- _Vorliegender Text_
+-------+

Wie schon erwähnt, hatte ich die besondere Gelegenheit, meine Beobachtungen durch eine unerwartete Gastprofessur und Einladung nach Kalifornien in einer Frühgeborenen-Intensivstation zu machen. Als Außenseiter sieht man viele Sachen, welche die Leute, die dort arbeiten, wahrscheinlich nicht so sehen. Und ich bekam dann verschiedene Eindrücke und verschiedene Ideen. Ich fragte mich, warum macht man das so und nicht anders. Manches schien mir nicht optimal und ich stellte es in Frage. Und ich fragte mich, ob man das nicht vielleicht auch anders und vielleicht auch besser machen könnte.

+-------+

- _Bereitgestellte Einträge_
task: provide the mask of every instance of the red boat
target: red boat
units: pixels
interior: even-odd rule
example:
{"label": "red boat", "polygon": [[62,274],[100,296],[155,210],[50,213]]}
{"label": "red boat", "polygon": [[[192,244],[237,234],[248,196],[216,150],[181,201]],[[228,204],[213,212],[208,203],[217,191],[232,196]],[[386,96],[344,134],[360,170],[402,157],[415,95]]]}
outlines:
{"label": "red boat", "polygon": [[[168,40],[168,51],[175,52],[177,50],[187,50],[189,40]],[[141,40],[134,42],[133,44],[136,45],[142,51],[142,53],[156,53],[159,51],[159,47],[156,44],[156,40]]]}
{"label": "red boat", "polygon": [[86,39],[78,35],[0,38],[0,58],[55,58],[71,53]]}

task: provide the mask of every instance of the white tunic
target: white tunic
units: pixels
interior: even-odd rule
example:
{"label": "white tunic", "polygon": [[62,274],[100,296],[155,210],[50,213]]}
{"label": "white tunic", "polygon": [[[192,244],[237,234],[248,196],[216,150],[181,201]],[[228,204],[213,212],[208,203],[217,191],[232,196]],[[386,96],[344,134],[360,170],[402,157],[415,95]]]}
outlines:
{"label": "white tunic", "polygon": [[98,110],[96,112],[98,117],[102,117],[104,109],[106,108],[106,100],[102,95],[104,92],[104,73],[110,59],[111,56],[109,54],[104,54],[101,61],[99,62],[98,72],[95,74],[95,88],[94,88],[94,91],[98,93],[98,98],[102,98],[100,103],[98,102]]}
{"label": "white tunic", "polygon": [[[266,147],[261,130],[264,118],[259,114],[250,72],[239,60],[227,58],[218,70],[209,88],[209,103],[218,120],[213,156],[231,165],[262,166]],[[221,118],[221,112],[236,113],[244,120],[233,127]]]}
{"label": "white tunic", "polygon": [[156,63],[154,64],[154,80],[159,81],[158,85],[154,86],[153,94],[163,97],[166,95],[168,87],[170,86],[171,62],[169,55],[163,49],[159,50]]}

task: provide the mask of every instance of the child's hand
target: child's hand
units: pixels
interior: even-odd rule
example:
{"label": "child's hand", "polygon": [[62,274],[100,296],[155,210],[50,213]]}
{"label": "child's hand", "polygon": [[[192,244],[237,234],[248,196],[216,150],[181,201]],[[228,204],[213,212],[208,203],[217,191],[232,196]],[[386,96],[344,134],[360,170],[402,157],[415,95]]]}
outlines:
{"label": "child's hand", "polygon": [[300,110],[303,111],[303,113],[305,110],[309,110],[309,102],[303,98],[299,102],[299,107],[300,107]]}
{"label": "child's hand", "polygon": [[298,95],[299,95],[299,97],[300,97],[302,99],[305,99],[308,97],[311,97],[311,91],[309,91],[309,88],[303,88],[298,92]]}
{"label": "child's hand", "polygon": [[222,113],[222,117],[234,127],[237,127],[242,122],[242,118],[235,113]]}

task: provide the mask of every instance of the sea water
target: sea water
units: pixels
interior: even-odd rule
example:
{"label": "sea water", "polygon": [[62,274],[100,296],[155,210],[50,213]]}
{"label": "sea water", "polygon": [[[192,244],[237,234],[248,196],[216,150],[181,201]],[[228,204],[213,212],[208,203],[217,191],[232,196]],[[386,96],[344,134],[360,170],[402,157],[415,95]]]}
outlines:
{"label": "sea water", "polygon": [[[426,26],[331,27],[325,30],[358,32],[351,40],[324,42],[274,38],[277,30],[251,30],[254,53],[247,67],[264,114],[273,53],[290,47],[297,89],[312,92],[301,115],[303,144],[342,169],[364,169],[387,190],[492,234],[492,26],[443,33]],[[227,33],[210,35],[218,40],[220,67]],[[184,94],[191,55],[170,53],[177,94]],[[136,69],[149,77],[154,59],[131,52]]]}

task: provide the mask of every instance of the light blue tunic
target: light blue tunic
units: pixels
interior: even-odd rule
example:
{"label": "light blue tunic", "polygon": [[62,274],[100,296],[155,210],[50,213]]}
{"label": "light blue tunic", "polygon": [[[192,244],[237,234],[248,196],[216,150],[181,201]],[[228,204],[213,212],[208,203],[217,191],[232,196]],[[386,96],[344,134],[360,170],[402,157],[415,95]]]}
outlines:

+-------+

- _Zu bearbeitende Aufgaben_
[A] Prüfen Sie, ob die folgenden Aussagen mit dem vorliegenden Text übereinstimmen, und belegen Sie jede Antwort mit dem entscheidenden Wortlaut. (i) Die Beobachtungen wurden in einer Frühgeborenen-Intensivstation in Kalifornien gemacht. (ii) Die Gastprofessur war seit Langem geplant. (iii) Alles auf der Station erschien dem Beobachter optimal.
[B] Was sieht man laut dem vorliegenden Text als Außenseiter?
[C] Geben Sie aus dem vorliegenden Text alles von „Wie schon erwähnt, hatte“ bis hinunter zu „besser machen könnte.“ wortgetreu wieder.
Die Einträge stammen aus einer anderen Quelle als der Text.

- _Lösungen_
[A]
(i) Ja: „meine Beobachtungen durch eine unerwartete Gastprofessur und Einladung nach Kalifornien in einer Frühgeborenen-Intensivstation zu machen“
(ii) Nein: „eine unerwartete Gastprofessur“
(iii) Nein: „Manches schien mir nicht optimal“

[B] Viele Sachen, welche die Leute, die dort arbeiten, wahrscheinlich nicht so sehen.

[C]
Wie schon erwähnt, hatte ich die besondere Gelegenheit, meine Beobachtungen durch eine unerwartete Gastprofessur und Einladung nach Kalifornien in einer Frühgeborenen-Intensivstation zu machen. Als Außenseiter sieht man viele Sachen, welche die Leute, die dort arbeiten, wahrscheinlich nicht so sehen. Und ich bekam dann verschiedene Eindrücke und verschiedene Ideen. Ich fragte mich, warum macht man das so und nicht anders. Manches schien mir nicht optimal und ich stellte es in Frage. Und ich fragte mich, ob man das nicht vielleicht auch anders und vielleicht auch besser machen könnte.